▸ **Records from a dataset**

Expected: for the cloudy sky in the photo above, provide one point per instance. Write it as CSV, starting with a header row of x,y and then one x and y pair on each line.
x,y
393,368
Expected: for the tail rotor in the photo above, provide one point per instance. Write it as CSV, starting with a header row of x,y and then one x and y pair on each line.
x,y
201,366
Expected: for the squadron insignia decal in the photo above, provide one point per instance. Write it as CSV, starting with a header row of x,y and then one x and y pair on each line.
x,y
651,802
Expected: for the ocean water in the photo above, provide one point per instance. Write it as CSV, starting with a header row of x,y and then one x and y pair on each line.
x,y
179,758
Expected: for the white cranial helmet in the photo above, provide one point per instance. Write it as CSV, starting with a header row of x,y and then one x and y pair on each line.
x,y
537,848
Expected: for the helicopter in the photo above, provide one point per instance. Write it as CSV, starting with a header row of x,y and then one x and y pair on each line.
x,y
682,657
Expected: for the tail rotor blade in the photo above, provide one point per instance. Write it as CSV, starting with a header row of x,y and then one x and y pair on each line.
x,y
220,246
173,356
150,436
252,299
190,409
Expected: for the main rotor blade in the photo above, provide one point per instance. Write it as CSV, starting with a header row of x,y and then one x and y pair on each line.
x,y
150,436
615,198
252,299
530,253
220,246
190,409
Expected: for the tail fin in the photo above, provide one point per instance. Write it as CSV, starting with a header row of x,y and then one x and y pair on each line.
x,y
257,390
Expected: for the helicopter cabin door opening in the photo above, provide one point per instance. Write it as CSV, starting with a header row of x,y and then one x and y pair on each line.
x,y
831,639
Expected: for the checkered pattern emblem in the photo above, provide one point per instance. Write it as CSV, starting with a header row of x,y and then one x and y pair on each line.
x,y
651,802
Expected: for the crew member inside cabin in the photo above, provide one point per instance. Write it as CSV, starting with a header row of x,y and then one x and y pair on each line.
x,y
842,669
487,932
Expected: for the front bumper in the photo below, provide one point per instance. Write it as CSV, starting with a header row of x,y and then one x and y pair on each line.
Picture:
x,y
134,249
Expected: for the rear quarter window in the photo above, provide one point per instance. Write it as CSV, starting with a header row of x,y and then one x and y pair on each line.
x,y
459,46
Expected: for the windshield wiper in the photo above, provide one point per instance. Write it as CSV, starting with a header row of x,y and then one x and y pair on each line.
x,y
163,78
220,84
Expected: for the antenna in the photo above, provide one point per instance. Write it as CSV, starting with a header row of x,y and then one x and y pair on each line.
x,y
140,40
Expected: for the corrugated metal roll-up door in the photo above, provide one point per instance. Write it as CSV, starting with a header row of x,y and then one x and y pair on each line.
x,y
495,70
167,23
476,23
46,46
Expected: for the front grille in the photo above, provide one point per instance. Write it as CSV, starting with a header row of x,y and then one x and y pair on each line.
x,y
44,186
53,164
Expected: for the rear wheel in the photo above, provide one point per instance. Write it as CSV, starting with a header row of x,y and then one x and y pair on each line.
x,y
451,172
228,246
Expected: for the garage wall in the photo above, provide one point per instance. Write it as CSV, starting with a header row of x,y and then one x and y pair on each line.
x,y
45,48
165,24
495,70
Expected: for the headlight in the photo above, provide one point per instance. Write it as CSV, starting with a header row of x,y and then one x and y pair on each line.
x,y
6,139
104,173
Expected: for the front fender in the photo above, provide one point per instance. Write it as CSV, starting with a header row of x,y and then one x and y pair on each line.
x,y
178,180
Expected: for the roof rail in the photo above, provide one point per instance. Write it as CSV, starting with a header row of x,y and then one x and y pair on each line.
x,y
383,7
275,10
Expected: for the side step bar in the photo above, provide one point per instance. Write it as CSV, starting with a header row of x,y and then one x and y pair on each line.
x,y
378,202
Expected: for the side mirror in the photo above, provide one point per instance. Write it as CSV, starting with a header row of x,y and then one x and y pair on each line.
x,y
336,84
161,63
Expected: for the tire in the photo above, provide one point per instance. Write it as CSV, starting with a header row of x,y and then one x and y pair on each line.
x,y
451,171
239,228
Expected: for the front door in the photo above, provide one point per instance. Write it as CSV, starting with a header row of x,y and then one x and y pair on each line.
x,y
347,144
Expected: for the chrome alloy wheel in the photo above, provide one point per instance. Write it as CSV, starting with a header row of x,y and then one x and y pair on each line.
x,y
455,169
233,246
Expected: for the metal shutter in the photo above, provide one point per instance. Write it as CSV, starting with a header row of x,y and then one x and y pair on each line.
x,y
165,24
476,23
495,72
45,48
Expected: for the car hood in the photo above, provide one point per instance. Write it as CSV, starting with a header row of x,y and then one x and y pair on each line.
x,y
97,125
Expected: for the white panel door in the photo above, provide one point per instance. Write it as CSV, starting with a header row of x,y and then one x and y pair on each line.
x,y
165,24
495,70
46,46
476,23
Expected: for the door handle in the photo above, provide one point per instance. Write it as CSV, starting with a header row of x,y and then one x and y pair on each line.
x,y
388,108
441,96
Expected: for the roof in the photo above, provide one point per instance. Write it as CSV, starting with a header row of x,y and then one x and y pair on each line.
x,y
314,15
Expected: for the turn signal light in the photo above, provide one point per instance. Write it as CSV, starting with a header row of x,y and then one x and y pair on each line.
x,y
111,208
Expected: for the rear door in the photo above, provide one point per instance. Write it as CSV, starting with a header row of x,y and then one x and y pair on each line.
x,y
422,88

▸ **The problem**
The answer is the full set of records above, repeated exactly.

▸ **Answer to the exercise**
Expected: for the cloudy sky in the photo above, provide one point per instance. Write it as CSV, starting with a header row of x,y and then one x and y pair on each line.
x,y
393,368
Expected: for the tail rotor in the photo above, provide one point per instance. Write it as CSV, starting with a header row of x,y and then one x and y pair on each line.
x,y
201,366
Expected: for the squadron insignia decal in the photo above, provide one point per instance. Write it as CSV, starting with a header row of x,y and then one x and y pair on each line.
x,y
651,802
Expected: for the ocean water in the photo above, provide one point per instance. Write it as CSV, starting with a header row of x,y and then one x and y pair on each line.
x,y
179,758
Expected: for the white cranial helmet in the photo above, provide one point per instance. Write it as CSV, starting with a header row of x,y and then one x and y pair on each line.
x,y
537,848
Expected: for the helicopter in the photo above, provide one point per instance. Write it as CSV, starting with a header row of x,y and then one x and y pair on each line.
x,y
682,657
Expected: for the tail rotor blade in the photo above, provide one point per instance. Write it as CSV, starting with a header row of x,y and then one x and y pair on each line.
x,y
220,246
173,356
150,436
252,299
190,409
Expected: for the main rotor blade in the photo above, provide one point per instance. Write it as CSV, starting with a header row of x,y and then one x and y pair on each line.
x,y
150,436
615,198
252,299
530,253
220,246
190,409
Expected: for the tail fin in the photo above, provide one point per instance. Write it as CSV, starting with a header row of x,y and then one x and y pair on each line.
x,y
257,390
Expected: for the helicopter cabin door opening in the photo above, provide one point per instance. Write it as CSV, starting with a header row of x,y and then one x and y pair on each line.
x,y
831,639
Expected: for the checkered pattern emblem in the photo above, provide one point per instance. Write it as CSV, starting with a header row of x,y and then one x and y pair on each line.
x,y
651,802
Expected: for the crew member inside cabin in the photo above, provide one point per instance. Write it as CSV, starting with a header row of x,y and then one x and y pair on each line.
x,y
842,669
487,932
Expected: for the front bumper in the photo below, provide one point per instance. Write it as CSV, starting with a header row of x,y and then one x and y pair on each line.
Picture:
x,y
134,249
Expected: for the rear quarter window in the photo above, provide one point per instance. Write it as CSV, starting with a header row of x,y and then one x and y pair on each line.
x,y
459,46
Expected: for the windshield wiper in the photo above, provide one point per instance. Write it as CSV, starting with a header row of x,y and then one x and y pair on each line.
x,y
163,78
220,84
Expected: for the antenna in the photo above, provide one point per instance. Write it as CSV, starting with a header row of x,y and then one x and y pair on each line.
x,y
140,40
Expected: for the corrugated metal roll-up door in the photo above, provide one point per instance. Write it as CSV, starting with a header row of x,y and then one x and y pair on each line.
x,y
495,70
167,23
476,23
46,46
Expected: for the front grille in the photo above, provide one point per instance. Write it as CSV, starting with a header row of x,y and then one x and y pair on each line.
x,y
44,186
53,164
Expected: for the rear wheel in the photo above, provide one point per instance. Write it as CSV, starting with a header row of x,y and then one x and y pair on each line.
x,y
451,172
228,246
Expected: for the garage wall in the photo above, provide one point per instance. Write it as CSV, starting with a header row of x,y and then one x and y pair on each line.
x,y
45,48
165,24
495,70
Expected: for the headlight in the photo above, provide one point per instance. Write it as CSV, starting with a header row of x,y and then one x and y pair on each line.
x,y
6,139
104,173
Expected: for the front fender in the photo above, provide one point per instance. Write it as CSV, starting with a header row of x,y and then one x and y pair on each line.
x,y
178,180
Expected: for the roof rail in the photo above, provide one point per instance. Write it as CSV, starting with a header row of x,y and then one x and y pair on each line.
x,y
383,7
275,10
Expected: for the side step bar in the photo above, provide one point per instance. Write it as CSV, starting with a header row of x,y and then one x and y pair on each line.
x,y
378,202
Expected: for the side mirror in the photo above, provide one point per instance. Write it as CSV, starting with a header row of x,y and then one x and y pair on each line.
x,y
336,84
161,63
Expected: for the tire in the photo above, provide one point per instance. Write it as CSV, starting with a header row of x,y and then one x and y pair on each line.
x,y
451,171
239,228
Expected: for the front door in the photo above, provide one point per instance. Write it as CSV, starting with a header row of x,y and then one x and y pair on each line.
x,y
347,144
Expected: for the chrome alloy wheel in the photo above, provide one point per instance. Write it as CSV, starting with a header row of x,y and then one x and y pair on each line.
x,y
455,169
233,246
Expected: for the metal shutter in the photo above, provide one point per instance. Write it as CSV, starting with a header row of x,y and then one x and y pair on each line.
x,y
165,24
476,23
495,72
45,48
Expected: for the car hood in the photo above, provide one point per instance. Write it as CSV, starting with a header row of x,y and then one x and y pair on each line.
x,y
97,125
Expected: for the white panel door in the photo above, provide one point per instance. Write it as CSV, starting with a header row of x,y and then one x and y pair on each line.
x,y
165,24
495,70
46,46
476,23
Expected: for the door handle in the photo above, provide one point per instance. Write it as CSV, starting with a header row of x,y and then one x and y pair on each line.
x,y
388,108
441,96
Expected: for the roof in the photo above, provide one point per instance. Write it as CSV, starting with a header row of x,y and then one x and y pair on each line.
x,y
314,15
Expected: for the turn signal light in the photo above, provide one point per instance. Write it as CSV, starting with a header row of x,y and then one x and y pair on each line.
x,y
111,208
Expected: for the rear door in the photo above, provide one point per instance. Write it as CSV, starting with a header row of x,y and then one x and y pair on each line.
x,y
422,88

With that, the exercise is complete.